(Contour labeling items)

-- Start --

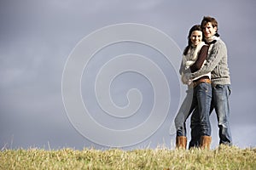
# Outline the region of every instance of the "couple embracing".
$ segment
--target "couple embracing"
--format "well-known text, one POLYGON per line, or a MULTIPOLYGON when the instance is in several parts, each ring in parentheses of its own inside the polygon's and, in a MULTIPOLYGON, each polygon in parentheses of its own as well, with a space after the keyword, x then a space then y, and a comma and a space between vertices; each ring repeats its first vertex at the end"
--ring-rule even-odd
POLYGON ((180 67, 187 95, 175 117, 176 148, 186 149, 186 120, 191 116, 189 148, 210 149, 210 114, 215 109, 219 144, 232 144, 229 97, 231 93, 227 48, 218 34, 218 22, 204 17, 189 30, 180 67))

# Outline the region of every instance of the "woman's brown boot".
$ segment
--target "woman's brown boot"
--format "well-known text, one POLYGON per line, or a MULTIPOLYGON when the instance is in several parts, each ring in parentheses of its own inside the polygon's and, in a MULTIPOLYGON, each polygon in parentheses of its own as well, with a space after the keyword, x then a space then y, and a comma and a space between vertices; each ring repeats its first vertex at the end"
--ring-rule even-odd
POLYGON ((211 136, 201 136, 201 141, 200 141, 201 149, 210 150, 211 142, 212 142, 212 137, 211 136))
POLYGON ((184 149, 187 148, 187 137, 185 136, 177 136, 176 137, 176 148, 184 149))

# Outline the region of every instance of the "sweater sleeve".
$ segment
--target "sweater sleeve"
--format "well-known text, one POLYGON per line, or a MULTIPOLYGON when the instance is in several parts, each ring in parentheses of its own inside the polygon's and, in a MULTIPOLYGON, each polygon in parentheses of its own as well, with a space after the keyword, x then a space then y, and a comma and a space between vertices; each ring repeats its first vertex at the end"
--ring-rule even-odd
POLYGON ((224 43, 222 43, 221 42, 215 42, 212 45, 207 63, 199 71, 192 73, 191 77, 195 78, 208 72, 212 72, 226 53, 227 49, 224 43))
POLYGON ((209 48, 209 46, 207 46, 207 45, 204 45, 201 48, 196 61, 189 67, 191 72, 195 72, 196 71, 201 69, 205 60, 207 58, 208 48, 209 48))

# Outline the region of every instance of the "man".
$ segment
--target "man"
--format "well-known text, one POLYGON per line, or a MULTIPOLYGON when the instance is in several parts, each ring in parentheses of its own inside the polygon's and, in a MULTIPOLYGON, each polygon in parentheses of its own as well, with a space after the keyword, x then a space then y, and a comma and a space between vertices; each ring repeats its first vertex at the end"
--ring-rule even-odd
MULTIPOLYGON (((201 70, 189 74, 189 79, 211 71, 212 74, 212 105, 217 114, 218 123, 219 144, 232 144, 230 128, 230 105, 229 97, 231 93, 230 71, 228 68, 228 55, 225 43, 218 34, 218 22, 212 17, 204 17, 201 26, 203 30, 205 41, 209 44, 207 63, 201 70)), ((197 147, 200 144, 199 118, 197 109, 191 116, 191 141, 189 148, 197 147)))

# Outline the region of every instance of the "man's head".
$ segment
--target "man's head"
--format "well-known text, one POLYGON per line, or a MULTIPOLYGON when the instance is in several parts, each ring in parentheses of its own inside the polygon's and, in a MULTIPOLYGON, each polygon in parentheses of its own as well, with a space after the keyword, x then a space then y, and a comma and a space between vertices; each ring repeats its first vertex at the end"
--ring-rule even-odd
POLYGON ((203 18, 201 26, 206 38, 214 36, 218 31, 218 22, 214 18, 210 16, 203 18))

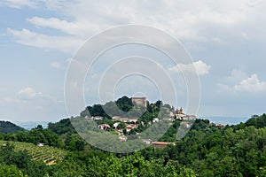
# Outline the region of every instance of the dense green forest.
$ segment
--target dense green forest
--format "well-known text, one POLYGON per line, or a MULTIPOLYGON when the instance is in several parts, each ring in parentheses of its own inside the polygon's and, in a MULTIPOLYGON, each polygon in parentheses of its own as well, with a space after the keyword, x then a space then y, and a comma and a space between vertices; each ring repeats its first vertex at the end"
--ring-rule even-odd
POLYGON ((12 122, 0 120, 0 132, 2 134, 17 133, 24 131, 23 127, 20 127, 12 122))
MULTIPOLYGON (((180 122, 176 119, 160 141, 176 141, 180 122)), ((0 144, 0 176, 266 176, 266 114, 222 129, 207 119, 196 119, 176 145, 125 154, 90 146, 70 119, 50 123, 48 128, 1 134, 1 140, 6 143, 0 144), (43 142, 66 153, 60 161, 48 165, 27 150, 15 150, 13 142, 43 142)))

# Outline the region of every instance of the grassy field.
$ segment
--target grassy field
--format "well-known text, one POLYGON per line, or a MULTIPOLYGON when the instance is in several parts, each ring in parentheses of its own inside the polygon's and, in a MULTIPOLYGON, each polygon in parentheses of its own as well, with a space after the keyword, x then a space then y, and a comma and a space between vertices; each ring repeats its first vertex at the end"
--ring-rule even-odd
MULTIPOLYGON (((0 141, 0 145, 5 145, 6 142, 0 141)), ((66 151, 54 147, 45 145, 39 147, 32 143, 19 142, 10 142, 10 143, 14 145, 16 151, 26 150, 28 154, 33 156, 34 160, 43 161, 47 165, 59 163, 66 155, 66 151)))

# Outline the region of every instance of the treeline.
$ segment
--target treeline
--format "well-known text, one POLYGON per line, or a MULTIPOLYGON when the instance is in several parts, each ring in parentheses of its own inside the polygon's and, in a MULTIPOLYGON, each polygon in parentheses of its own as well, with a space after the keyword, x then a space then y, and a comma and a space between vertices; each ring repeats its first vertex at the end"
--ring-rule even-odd
MULTIPOLYGON (((46 140, 47 144, 68 150, 62 162, 47 165, 34 161, 27 152, 2 146, 0 176, 7 171, 17 173, 17 176, 266 176, 265 125, 266 114, 223 129, 208 120, 196 119, 191 131, 176 145, 113 154, 84 142, 67 119, 51 123, 46 129, 37 127, 27 133, 33 136, 40 134, 35 135, 39 140, 41 134, 47 132, 51 135, 46 135, 55 136, 54 143, 46 140), (22 165, 20 161, 26 162, 22 165)), ((161 140, 173 140, 178 127, 179 123, 175 122, 161 140)), ((12 134, 16 139, 11 141, 27 142, 18 138, 20 134, 12 134)), ((4 139, 9 136, 0 135, 4 139)))
POLYGON ((20 127, 12 122, 0 120, 0 133, 8 134, 8 133, 17 133, 20 131, 24 131, 23 127, 20 127))

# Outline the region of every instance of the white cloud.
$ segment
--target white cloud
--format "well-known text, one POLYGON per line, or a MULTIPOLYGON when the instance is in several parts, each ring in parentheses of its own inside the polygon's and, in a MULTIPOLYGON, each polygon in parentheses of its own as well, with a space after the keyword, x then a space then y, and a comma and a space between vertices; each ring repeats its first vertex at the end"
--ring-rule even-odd
POLYGON ((7 5, 12 8, 20 9, 23 6, 35 8, 37 3, 31 0, 2 0, 0 5, 7 5))
POLYGON ((21 99, 34 99, 43 96, 41 92, 36 92, 34 88, 29 87, 20 89, 17 95, 21 99))
POLYGON ((233 87, 236 91, 259 92, 266 90, 266 82, 261 81, 257 74, 252 74, 251 77, 241 81, 233 87))
POLYGON ((201 60, 193 62, 192 64, 177 64, 174 67, 169 68, 170 71, 176 73, 193 73, 199 75, 205 75, 208 73, 209 69, 211 68, 210 65, 207 65, 206 63, 202 62, 201 60))
MULTIPOLYGON (((9 0, 8 2, 16 1, 20 4, 24 2, 26 4, 35 4, 28 0, 9 0)), ((65 48, 68 50, 75 48, 74 41, 86 40, 92 35, 109 27, 124 24, 144 24, 163 29, 185 43, 199 41, 215 42, 217 39, 219 42, 222 41, 228 42, 223 36, 225 33, 239 35, 241 38, 248 37, 248 39, 252 37, 249 34, 253 35, 256 34, 249 30, 243 32, 243 27, 246 27, 246 23, 254 21, 256 17, 262 17, 256 8, 265 6, 262 2, 262 4, 250 0, 225 0, 215 1, 215 3, 207 0, 182 3, 169 0, 154 3, 148 0, 146 3, 149 5, 144 5, 137 1, 120 3, 112 0, 42 1, 38 5, 43 4, 48 10, 55 11, 65 19, 35 16, 27 20, 38 27, 57 29, 69 35, 63 37, 35 34, 39 40, 29 42, 28 38, 24 37, 29 35, 27 29, 16 31, 20 33, 19 35, 18 33, 12 33, 12 35, 18 42, 25 45, 64 50, 65 48), (63 46, 59 47, 59 43, 55 42, 57 41, 63 46)))
POLYGON ((53 68, 56 68, 56 69, 61 68, 61 65, 59 62, 56 62, 56 61, 51 62, 50 64, 50 65, 51 65, 51 67, 53 67, 53 68))
POLYGON ((13 35, 19 43, 66 52, 74 51, 83 42, 82 40, 71 36, 51 36, 31 32, 27 29, 19 31, 8 28, 7 31, 13 35))
POLYGON ((256 93, 266 90, 266 82, 261 81, 256 73, 250 77, 240 70, 233 70, 231 75, 226 78, 226 84, 218 83, 220 91, 256 93), (245 77, 246 76, 246 77, 245 77))

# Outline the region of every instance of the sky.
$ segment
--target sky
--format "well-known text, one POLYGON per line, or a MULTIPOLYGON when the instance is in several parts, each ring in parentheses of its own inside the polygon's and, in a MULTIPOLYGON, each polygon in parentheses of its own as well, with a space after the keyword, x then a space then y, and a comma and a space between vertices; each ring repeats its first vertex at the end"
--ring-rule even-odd
MULTIPOLYGON (((56 121, 70 116, 64 84, 74 54, 97 34, 128 24, 169 34, 182 43, 192 65, 169 66, 165 56, 150 48, 125 45, 101 56, 102 63, 95 64, 91 78, 100 79, 98 74, 108 68, 103 65, 108 59, 145 51, 164 65, 176 84, 185 86, 178 69, 191 73, 196 68, 200 82, 199 117, 246 118, 266 112, 265 8, 262 0, 2 0, 0 119, 56 121)), ((115 81, 113 98, 160 98, 160 90, 147 78, 127 78, 115 81)), ((87 80, 85 102, 98 104, 98 96, 90 94, 93 80, 87 80)), ((176 106, 186 109, 185 87, 176 87, 176 106)), ((76 115, 83 109, 77 108, 76 115)))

-- End --

### Job
Print the line containing "# Outline the region of every instance of the sky." and every line after it to the end of the records above, exactly as written, and nothing else.

### Answer to this exercise
# Outline the region of every instance of the sky.
$ segment
--target sky
--format "well-known text, one POLYGON per line, or a MULTIPOLYGON when the instance is in several parts, each ring in parentheses of its own inside the polygon's and, in a MULTIPOLYGON, each polygon in parentheses of its own as well, with a space after the keyword, x then a space then y, and a comma and a space between vertices; each ring repeats its first vertex at the end"
--ring-rule even-odd
MULTIPOLYGON (((56 121, 70 116, 64 84, 74 54, 97 34, 128 24, 169 34, 182 43, 192 65, 169 66, 165 56, 150 48, 125 45, 101 56, 102 63, 95 64, 91 78, 100 79, 98 74, 108 68, 103 65, 108 59, 145 51, 164 65, 176 84, 185 86, 178 69, 191 73, 196 68, 200 82, 199 117, 246 118, 266 112, 265 8, 262 0, 2 0, 0 119, 56 121)), ((115 81, 113 98, 160 98, 160 90, 147 78, 127 78, 115 81)), ((87 80, 85 102, 98 104, 98 96, 90 94, 93 80, 87 80)), ((176 106, 186 109, 185 87, 176 87, 176 106)), ((76 115, 83 109, 77 108, 76 115)))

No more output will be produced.